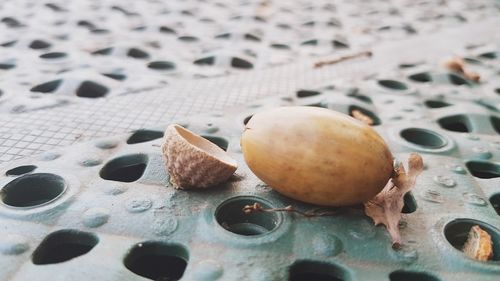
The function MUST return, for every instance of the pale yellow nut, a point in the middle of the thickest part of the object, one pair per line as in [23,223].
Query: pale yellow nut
[194,162]
[317,155]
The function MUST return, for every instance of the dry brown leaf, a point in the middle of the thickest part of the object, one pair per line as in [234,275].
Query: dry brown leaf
[362,117]
[385,208]
[457,64]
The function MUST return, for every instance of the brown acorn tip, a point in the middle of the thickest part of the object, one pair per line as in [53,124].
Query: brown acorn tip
[193,161]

▸ **GIVEN PROBLEM**
Copy out every line of the records above word for word, leaving out the pictures.

▸ **SOLUTION TO THIS PROBLEM**
The function MUST return, for every instance of the pale yellow nut, a point in the middle of the thickest part of the object, one pair per line as in [23,223].
Query: pale yellow nut
[194,162]
[317,155]
The function MUST return, for every instance of the dry brown leaf, a point in the middle of the thickest part of the object, one pair per line as in [234,275].
Query: dry brown leaf
[362,117]
[385,208]
[457,64]
The function MUST return, for every instance of the brown acorn tip, a point in the middle of the thickest part of the object, one pair per line as in [53,124].
Query: brown acorn tip
[193,161]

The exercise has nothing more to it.